__TEXT PASSAGE__.
The best CISOs are those involved with transformation and using the current pandemic situation to establish new ideas and strategies.
Speaking on a virtual panel led by panel chair Ed Amoroso, founder and CEO of TAG Cyber and featuring speakers from HP and other companies, Charles Blauner, partner and CISO in Residence at Team8, said he felt the best CISOs are operating within organizations where they are business leaders.
Blauner said, despite the COVID-19 pandemic, he felt nothing had changed for the CISO from the daily job of being responsible for critical assets and protecting them irrespective of where they may be, whilst everything else in their world has changed. “Which assets were valuable and where they are accessed from is different from a year ago, and I don’t think it ever goes back to normal in the old definition,” he said.
Blauner explained that he sees budgets going down and also going up, as companies think about operational resiliency “and the really good CISOs, who understand how to build on the fact that security is such a foundational aspect of our operational resiliency, are getting it right and expanding the definition of what it means to be a CISO.”
This is not about just protecting information as it was 30 years ago, “but this is an opportunity for the good CISOs to change the nature of their relationship with their CEOs with their businesses,” he added.
“The really good CISOs think about how to leverage modern and even ancient technology to really help transform the business. The really good CISO right now is taking the opportunity to put new ideas out there, and it is the really bad CISOs that struggle to catch up with all the changes that no-one ever talked about as no-one ever thought the CISO was important.”

__EXERCISE TASKS__.
A) In the article on CISOs:
(i) Who chaired the virtual panel?
(ii) What does Blauner say he sees happening to budgets?
(iii) Which CISOs struggle to catch up with all the changes?
B) Which companies are named in the article on CISOs?
C) Could you resume the article on CISOs, picking up after its final paragraph?

__Referring expression data__.

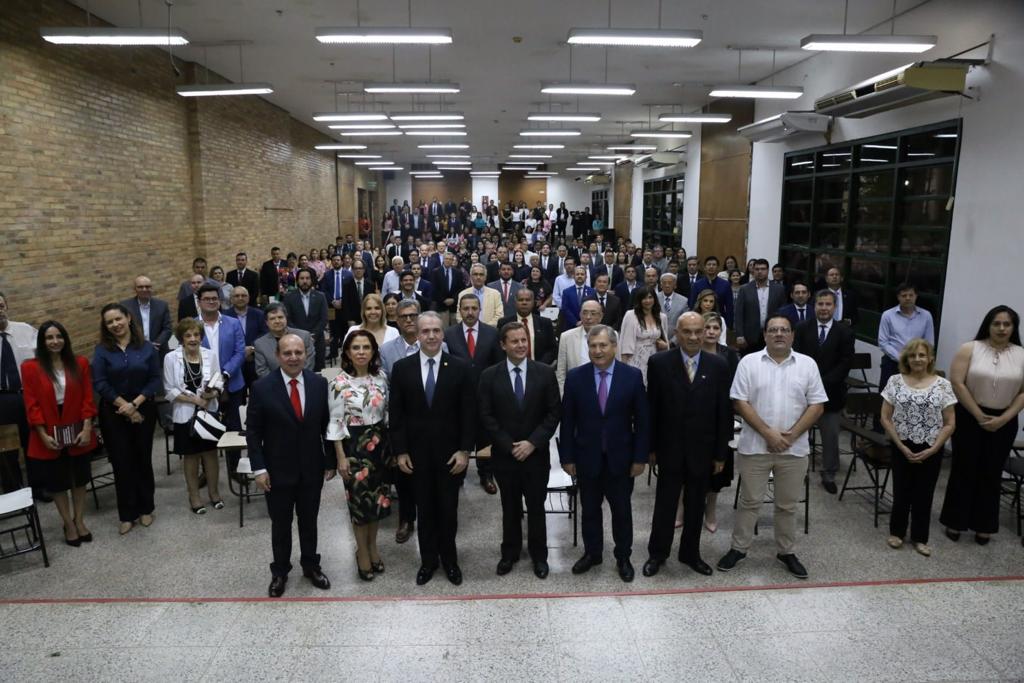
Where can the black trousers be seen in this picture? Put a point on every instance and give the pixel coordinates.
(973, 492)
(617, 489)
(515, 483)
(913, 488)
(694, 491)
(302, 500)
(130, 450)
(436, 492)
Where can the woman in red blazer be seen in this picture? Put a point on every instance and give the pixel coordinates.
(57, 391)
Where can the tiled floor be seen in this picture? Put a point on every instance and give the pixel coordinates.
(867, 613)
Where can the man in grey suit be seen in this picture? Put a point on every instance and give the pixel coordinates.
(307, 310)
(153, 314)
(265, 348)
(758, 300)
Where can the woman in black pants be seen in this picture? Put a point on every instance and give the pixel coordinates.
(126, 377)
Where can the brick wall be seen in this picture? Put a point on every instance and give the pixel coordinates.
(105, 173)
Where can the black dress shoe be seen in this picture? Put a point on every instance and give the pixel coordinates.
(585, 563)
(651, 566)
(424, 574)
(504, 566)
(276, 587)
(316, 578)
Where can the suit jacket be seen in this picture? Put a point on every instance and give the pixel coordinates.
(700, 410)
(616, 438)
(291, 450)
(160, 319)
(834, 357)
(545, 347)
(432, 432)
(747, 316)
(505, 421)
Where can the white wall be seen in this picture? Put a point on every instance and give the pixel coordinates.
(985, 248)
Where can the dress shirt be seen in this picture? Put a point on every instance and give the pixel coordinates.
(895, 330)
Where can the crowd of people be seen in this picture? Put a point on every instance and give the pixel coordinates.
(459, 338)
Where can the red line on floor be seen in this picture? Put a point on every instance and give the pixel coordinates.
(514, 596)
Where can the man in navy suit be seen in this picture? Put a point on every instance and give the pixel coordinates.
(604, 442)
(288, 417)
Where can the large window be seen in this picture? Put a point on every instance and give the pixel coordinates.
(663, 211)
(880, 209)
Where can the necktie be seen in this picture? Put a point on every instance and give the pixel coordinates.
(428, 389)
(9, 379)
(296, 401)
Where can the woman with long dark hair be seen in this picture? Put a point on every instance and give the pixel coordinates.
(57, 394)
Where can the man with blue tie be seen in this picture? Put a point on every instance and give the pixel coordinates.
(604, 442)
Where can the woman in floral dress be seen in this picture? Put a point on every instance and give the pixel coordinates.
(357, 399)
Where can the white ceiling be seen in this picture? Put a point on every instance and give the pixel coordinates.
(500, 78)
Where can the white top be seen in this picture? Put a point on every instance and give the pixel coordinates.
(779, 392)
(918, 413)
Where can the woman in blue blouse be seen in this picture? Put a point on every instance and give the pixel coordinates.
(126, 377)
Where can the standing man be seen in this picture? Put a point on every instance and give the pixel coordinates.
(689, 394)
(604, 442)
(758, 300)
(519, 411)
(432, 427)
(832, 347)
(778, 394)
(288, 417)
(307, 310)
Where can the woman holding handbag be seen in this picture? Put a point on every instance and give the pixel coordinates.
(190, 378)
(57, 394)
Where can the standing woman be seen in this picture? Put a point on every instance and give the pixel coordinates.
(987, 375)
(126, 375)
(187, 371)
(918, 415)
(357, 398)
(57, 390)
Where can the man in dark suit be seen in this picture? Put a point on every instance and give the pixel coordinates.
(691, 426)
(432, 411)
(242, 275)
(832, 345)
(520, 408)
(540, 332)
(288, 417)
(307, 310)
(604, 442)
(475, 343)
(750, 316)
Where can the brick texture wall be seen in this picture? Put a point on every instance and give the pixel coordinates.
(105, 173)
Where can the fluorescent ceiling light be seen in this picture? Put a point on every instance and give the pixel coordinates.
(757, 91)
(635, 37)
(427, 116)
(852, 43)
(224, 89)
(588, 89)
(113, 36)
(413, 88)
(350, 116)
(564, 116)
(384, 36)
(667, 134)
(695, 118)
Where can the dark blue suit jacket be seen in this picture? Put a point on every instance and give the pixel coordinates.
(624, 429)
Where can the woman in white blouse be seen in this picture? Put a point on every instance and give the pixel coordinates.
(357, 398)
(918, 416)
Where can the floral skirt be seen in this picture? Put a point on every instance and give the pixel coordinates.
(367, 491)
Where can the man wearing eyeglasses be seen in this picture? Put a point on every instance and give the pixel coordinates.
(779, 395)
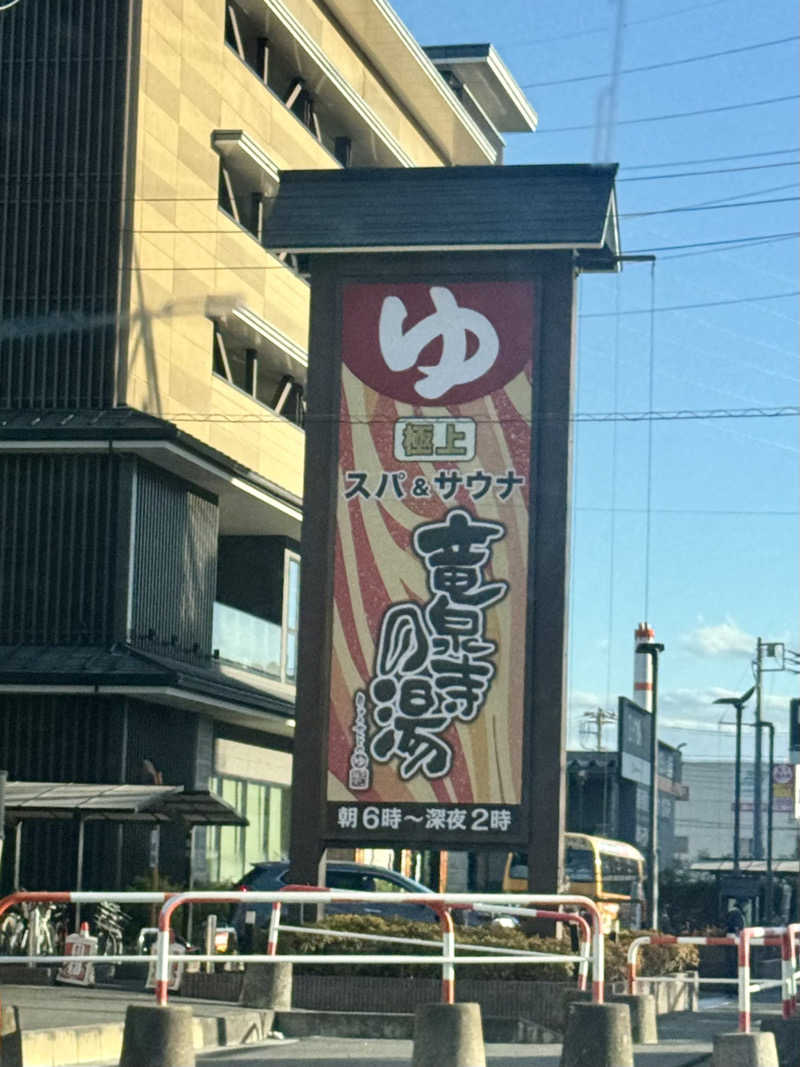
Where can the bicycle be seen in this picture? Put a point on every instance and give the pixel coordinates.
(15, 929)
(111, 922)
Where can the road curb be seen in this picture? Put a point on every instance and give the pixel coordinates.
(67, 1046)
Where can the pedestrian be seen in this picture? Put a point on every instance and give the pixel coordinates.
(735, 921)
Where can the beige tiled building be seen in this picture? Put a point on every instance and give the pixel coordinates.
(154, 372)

__RESPONSES TO THE EXERCISE__.
A)
(i) Ed Amoroso, founder and CEO of TAG Cyber
(ii) They are going down and also going up.
(iii) The really bad CISOs

B) TAG Cyber, HP, Team8

C)
Also speaking on the panel was Kris Lovejoy, EY global cybersecurity leader and former CISO of IBM, who said that CISOs are often left out of the transformation process, while budgets are cut. “They are being asked to reforecast their budget and strategy in the context of new business approaches.”
However, Lovejoy said she was optimistic as in the past, she had seen organizations “buy more stuff” to deal with compliance issues, and never take anything out. “My hope is that this industry will begin to streamline and de-complex our organizations and think about security in the context of business, as opposed to how we have been considering it before,” she said.
“So I do believe that the combination of large scale breaches, ransomware attacks and the requirements which are getting the mindshare of the executives, along with top down pressure plus the bottom up pressure to rationalize, will result in a meeting in the middle that is going to institutionally change our approach to cyber.”
Asked by Amoroso if she felt CISOs are up to that challenge, she said she is seeing this and she had some hope in that CISOs are “more business aligned and transformational in nature” and she felt that their pragmatism and business alignment is going to prepare them in future.